§ PROMPT
Pull out each line of the entries below that contains the string "mounted". Letter case matters.

Coordinate annotation records:
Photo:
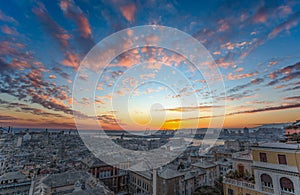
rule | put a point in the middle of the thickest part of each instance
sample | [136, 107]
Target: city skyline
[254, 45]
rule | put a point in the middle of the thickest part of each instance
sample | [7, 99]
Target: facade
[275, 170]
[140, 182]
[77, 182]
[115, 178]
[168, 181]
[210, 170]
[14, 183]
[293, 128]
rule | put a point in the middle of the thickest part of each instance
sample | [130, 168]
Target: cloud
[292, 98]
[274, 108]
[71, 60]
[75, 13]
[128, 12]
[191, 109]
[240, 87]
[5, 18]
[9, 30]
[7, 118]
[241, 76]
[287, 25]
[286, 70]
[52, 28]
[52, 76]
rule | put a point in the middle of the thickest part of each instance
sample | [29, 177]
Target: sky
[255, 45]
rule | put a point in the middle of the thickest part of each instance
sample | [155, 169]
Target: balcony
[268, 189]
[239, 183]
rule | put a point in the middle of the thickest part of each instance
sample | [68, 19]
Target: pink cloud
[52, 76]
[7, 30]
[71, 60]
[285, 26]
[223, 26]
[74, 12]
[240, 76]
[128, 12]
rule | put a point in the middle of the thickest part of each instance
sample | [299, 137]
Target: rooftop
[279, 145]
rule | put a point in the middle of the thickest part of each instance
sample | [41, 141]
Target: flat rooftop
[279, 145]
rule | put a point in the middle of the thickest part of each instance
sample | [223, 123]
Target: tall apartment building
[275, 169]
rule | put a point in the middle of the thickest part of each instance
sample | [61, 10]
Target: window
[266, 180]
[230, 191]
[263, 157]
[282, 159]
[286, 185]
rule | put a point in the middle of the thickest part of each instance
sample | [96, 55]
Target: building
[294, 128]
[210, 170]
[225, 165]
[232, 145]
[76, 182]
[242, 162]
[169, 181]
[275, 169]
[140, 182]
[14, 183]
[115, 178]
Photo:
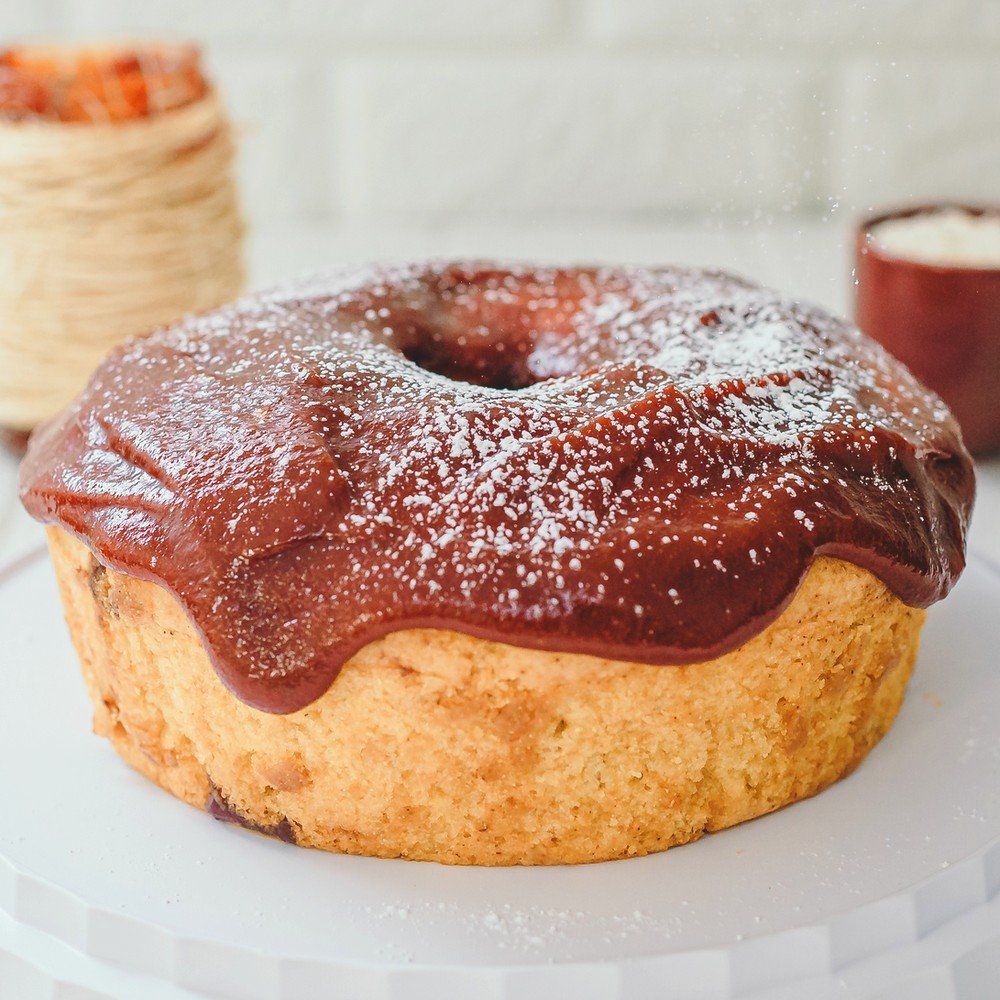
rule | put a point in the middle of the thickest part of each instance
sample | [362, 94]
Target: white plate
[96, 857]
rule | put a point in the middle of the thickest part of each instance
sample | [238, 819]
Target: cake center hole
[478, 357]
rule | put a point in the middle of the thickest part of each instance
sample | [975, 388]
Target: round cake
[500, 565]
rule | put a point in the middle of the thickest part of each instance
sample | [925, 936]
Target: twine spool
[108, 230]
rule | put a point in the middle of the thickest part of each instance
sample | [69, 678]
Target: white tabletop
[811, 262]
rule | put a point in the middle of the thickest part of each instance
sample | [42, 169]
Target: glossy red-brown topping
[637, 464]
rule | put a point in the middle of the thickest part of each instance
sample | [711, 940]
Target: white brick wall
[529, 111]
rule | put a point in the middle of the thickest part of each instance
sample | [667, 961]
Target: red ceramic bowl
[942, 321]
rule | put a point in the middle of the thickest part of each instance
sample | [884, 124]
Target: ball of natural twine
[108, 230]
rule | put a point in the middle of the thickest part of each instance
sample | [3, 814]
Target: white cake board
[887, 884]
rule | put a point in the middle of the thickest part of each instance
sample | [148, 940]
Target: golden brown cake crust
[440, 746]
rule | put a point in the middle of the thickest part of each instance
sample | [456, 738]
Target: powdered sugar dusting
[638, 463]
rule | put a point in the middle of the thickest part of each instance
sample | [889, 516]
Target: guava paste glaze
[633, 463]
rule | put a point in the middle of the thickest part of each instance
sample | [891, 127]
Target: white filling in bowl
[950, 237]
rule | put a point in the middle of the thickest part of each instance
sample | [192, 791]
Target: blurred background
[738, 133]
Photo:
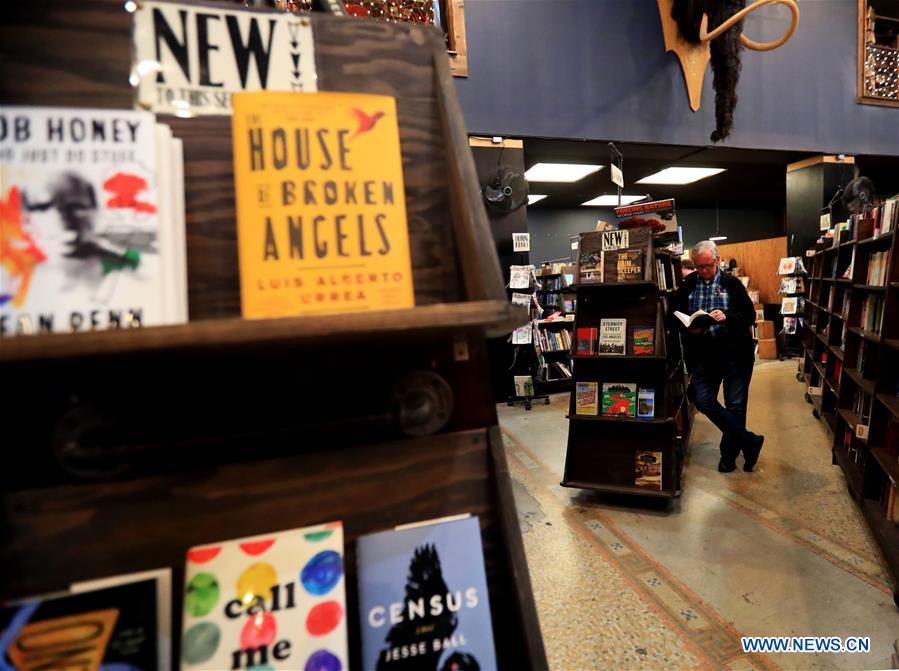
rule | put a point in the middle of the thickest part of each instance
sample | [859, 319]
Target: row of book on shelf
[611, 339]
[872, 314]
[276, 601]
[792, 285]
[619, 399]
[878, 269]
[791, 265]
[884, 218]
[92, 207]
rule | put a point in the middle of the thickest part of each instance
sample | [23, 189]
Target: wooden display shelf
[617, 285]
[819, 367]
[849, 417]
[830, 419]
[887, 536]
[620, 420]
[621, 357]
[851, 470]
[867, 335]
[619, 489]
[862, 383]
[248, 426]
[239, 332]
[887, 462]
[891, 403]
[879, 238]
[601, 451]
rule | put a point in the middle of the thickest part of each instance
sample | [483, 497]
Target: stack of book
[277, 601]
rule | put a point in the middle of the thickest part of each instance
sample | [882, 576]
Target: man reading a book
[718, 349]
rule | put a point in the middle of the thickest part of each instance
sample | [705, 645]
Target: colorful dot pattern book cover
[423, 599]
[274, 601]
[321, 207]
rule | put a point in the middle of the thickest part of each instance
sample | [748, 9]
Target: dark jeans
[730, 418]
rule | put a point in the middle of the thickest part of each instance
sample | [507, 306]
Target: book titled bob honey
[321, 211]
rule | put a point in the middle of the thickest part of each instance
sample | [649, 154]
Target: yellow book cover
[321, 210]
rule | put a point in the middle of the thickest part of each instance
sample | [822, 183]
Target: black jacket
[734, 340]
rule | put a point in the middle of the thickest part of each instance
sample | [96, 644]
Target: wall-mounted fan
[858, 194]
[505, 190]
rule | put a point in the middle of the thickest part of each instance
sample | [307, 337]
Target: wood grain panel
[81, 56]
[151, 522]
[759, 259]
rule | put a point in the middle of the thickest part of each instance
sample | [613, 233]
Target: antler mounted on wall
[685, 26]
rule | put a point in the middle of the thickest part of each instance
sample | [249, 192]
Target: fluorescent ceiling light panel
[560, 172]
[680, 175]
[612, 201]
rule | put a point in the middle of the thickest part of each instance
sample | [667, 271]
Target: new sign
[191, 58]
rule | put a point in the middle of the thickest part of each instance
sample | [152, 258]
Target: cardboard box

§ SOLUTION TO THIS EXERCISE
Target: wall-mounted fan
Target: antler mounted on wall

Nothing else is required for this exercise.